[TEXT SHOWN]

Reviewed: April 26, 2005
By: J. Fitzgerald McCurdy
Publisher: Saratime Publishing Inc.
279 pages, $13.95

I bet you didn't know that there was an entrance to another world just under the Parliament Buildings in Ottawa. Maybe you guessed as much, based on the behavior we often see from those chambers, but you didn't know just how deep the problem ran.

Neither did Miranda D'arte. But then, there was a lot Miranda didn't know. She didn't know, for instance that a rift in space/time had opened in the Gatineau Hills and that a most malevolent demon who simply went by the name of Hate had emerged there.

Nor did she know that Hate had brought some minions with her, creatures known as Thugs, and that these creatures were headed Miranda's way with one simple set of instructions: FIND THE GIRL AND KILL HER!

All the warning Miranda had was a bad dream in which she was just inches away from being captured by something so awful it was only a matter of seconds before she felt the terror's sharp claws ripping through her spine.”

Her mother, a psychiatrist, dismisses her daughter's fears, but doesn't tell Miranda that she hasn't been entirely honest with her, even about such important matters as what really happened to her father. Dr. D'arte disappears from the story shortly after thinking, "Let it be a coincidence. Don't let them find us."”

Miranda is a bright grade four student, but she has a lot of trouble with a particularly nasty teacher named Mr. Little, a man we could easily see becoming more important to this story when the sequel comes into print. At this point he merely seems to be the worst problem that Miranda has, which just goes to show how little she really knows about trouble.

On the last day of school before Spring Break, Miranda faces a much needed skiing vacation, until Little sentences her to return with a large portion of the telephone directory copied out as a punishment. As it turns out, Miranda doesn't get to do either activity.

That night Miranda and her friends Arabella, Nick and Penelope find themselves stalked by a Thug, and rescued by Naim, a mysterious Druid (one of the five), who has come to keep Miranda safe, something he can only manage to do by spiriting her away to another world, the entrance to which is beneath the cliffs on which the Houses of Parliament are located.

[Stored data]
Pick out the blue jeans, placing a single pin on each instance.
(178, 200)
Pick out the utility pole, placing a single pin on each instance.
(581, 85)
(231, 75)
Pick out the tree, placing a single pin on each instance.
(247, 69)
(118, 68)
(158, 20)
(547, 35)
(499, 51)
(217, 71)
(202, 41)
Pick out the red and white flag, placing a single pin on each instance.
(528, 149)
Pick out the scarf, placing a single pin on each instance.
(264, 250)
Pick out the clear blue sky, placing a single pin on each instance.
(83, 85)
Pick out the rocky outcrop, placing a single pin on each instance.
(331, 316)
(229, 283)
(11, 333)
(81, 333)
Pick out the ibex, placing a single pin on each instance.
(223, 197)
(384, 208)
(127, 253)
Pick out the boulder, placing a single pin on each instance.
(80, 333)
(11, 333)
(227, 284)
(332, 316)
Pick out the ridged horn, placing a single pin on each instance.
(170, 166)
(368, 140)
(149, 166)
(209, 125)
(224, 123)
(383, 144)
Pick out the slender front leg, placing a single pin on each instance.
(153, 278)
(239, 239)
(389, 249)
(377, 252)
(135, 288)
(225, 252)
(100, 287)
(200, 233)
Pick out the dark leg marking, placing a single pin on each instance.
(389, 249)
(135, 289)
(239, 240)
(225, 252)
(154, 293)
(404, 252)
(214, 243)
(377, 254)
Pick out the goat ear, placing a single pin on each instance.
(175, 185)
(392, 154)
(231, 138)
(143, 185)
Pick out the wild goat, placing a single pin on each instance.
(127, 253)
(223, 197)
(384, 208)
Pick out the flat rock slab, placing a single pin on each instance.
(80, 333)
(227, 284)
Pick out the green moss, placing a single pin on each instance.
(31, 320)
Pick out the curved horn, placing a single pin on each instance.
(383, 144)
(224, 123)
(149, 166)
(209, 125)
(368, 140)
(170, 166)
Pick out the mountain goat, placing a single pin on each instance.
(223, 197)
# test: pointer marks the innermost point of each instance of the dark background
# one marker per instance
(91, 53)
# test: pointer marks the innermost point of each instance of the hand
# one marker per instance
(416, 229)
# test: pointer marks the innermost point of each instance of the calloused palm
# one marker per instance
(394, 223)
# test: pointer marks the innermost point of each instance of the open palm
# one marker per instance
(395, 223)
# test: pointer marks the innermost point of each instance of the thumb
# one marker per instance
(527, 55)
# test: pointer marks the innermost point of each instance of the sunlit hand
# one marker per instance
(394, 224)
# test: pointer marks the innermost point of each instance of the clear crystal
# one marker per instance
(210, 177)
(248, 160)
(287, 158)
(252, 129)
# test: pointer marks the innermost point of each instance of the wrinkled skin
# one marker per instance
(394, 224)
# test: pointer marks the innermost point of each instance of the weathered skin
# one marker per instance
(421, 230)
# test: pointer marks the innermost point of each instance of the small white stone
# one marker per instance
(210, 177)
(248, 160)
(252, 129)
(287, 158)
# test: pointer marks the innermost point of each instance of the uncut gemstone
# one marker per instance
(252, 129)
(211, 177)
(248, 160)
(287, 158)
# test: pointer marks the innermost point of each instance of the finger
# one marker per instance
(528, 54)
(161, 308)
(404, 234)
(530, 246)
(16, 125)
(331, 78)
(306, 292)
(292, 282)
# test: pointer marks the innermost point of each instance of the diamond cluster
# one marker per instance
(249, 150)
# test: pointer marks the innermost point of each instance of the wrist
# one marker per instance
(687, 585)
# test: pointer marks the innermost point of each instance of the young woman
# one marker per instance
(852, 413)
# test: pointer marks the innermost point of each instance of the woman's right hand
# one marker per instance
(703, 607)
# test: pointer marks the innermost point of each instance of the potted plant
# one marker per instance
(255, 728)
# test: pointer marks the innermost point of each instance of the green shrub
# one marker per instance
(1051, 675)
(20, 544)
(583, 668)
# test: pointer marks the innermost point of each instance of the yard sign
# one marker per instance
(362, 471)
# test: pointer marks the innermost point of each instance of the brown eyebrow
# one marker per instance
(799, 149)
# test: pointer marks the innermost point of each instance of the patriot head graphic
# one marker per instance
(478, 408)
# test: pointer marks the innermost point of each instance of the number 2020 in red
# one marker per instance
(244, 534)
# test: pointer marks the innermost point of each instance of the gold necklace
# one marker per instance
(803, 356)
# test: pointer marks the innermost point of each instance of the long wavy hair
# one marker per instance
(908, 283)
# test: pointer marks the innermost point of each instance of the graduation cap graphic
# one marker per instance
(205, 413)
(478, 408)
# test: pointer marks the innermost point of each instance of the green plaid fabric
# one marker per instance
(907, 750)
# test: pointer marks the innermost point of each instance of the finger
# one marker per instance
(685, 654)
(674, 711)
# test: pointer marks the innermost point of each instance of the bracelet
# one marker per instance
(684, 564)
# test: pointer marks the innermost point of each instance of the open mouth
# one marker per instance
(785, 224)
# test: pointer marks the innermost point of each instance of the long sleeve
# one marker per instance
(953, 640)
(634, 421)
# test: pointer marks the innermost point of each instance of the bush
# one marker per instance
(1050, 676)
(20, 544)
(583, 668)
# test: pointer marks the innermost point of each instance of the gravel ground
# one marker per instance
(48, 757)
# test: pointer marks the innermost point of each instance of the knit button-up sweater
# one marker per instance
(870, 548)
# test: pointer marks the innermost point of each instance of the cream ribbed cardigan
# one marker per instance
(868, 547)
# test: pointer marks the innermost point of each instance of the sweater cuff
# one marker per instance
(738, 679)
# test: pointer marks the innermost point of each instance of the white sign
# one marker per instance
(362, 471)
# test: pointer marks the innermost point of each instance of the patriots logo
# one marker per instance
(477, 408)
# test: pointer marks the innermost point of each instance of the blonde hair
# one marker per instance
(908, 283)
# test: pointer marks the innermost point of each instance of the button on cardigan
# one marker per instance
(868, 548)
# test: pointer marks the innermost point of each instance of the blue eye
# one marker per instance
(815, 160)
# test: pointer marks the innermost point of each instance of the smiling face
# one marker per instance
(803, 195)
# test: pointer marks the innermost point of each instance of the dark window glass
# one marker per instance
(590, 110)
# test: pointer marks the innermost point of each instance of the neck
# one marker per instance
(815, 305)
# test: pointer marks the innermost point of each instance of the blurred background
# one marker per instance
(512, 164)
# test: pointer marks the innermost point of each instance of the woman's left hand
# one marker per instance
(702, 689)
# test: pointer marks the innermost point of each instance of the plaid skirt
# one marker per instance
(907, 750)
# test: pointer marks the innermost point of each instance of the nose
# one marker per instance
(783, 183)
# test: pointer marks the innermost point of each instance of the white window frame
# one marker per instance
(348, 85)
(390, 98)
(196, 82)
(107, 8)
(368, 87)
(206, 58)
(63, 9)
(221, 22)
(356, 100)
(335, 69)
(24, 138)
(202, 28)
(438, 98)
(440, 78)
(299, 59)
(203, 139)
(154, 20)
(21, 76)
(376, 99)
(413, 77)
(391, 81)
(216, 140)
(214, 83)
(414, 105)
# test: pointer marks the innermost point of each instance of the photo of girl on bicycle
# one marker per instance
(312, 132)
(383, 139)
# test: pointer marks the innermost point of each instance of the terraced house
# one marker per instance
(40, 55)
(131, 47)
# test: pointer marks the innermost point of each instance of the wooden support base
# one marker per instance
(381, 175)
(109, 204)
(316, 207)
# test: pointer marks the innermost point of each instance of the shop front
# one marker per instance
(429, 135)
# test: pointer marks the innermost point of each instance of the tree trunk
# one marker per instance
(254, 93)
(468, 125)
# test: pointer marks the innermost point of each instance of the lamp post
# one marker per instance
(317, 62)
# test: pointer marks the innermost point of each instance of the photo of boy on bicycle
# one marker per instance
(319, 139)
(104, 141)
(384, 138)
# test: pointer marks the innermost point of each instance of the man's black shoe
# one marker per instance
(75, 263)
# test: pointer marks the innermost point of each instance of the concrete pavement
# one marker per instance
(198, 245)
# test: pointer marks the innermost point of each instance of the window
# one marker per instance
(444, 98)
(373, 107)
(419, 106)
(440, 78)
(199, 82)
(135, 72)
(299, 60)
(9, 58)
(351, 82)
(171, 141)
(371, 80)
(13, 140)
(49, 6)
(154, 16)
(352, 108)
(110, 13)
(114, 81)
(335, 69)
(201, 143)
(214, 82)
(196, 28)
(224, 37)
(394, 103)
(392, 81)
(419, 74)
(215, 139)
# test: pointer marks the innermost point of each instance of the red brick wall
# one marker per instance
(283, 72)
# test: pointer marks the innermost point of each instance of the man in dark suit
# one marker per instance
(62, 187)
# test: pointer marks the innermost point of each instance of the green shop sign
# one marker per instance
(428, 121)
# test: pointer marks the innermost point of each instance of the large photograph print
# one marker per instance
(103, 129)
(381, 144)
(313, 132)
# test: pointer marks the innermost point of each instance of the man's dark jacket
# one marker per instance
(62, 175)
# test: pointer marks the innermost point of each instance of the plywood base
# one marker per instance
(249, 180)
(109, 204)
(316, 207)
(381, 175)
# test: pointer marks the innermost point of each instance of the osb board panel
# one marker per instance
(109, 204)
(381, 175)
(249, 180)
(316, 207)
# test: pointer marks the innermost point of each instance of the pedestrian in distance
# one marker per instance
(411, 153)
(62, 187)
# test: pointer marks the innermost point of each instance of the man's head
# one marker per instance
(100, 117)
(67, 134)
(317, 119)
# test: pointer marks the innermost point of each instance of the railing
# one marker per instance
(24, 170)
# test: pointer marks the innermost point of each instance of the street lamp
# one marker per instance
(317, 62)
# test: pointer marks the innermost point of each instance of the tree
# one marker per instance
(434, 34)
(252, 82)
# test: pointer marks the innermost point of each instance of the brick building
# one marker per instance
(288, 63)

[TASKS AND EXERCISES]
a) Rewrite the book review from "All the warning" to "knows about trouble.", changing "psychiatrist" to "surgeon".
b) Pick up the book review after its final sentence and write the next part.

[REPLIES]
a)
All the warning Miranda had was a bad dream in which she was just inches away from being captured by something so awful it was only a matter of seconds before she felt the terror's sharp claws ripping through her spine.”

Her mother, a surgeon, dismisses her daughter's fears, but doesn't tell Miranda that she hasn't been entirely honest with her, even about such important matters as what really happened to her father. Dr. D'arte disappears from the story shortly after thinking, "Let it be a coincidence. Don't let them find us."”

Miranda is a bright grade four student, but she has a lot of trouble with a particularly nasty teacher named Mr. Little, a man we could easily see becoming more important to this story when the sequel comes into print. At this point he merely seems to be the worst problem that Miranda has, which just goes to show how little she really knows about trouble.

b)
The other world is Bethany. Miranda has connections there that she does not know about, and abilities that she has never been trained to use. During much of what follows she will have to trust her instincts over her reason in order to focus the powers of the bloodstones, powerful talismans that only she can use.

Along the way to a final confrontation with Hate, the companions, joined by elves and dwarves, have to face Trolls, Wobbles, a Dragon and other perils, as well as keep from doing anything irretrievably disastrous themselves. One of them almost fails that test.

The Serpent's Egg reads a bit like an updated version of the Narnia stories, without the overt Christianity of Lewis' books. While the kids seem a little too old for the ages they are supposed to be, this is often the case in this sort of novel. There is usually one child who has a lot more growing to do than the others, and Penelope fills that bill quite nicely, being something of a pint sized Cordelia Chase type.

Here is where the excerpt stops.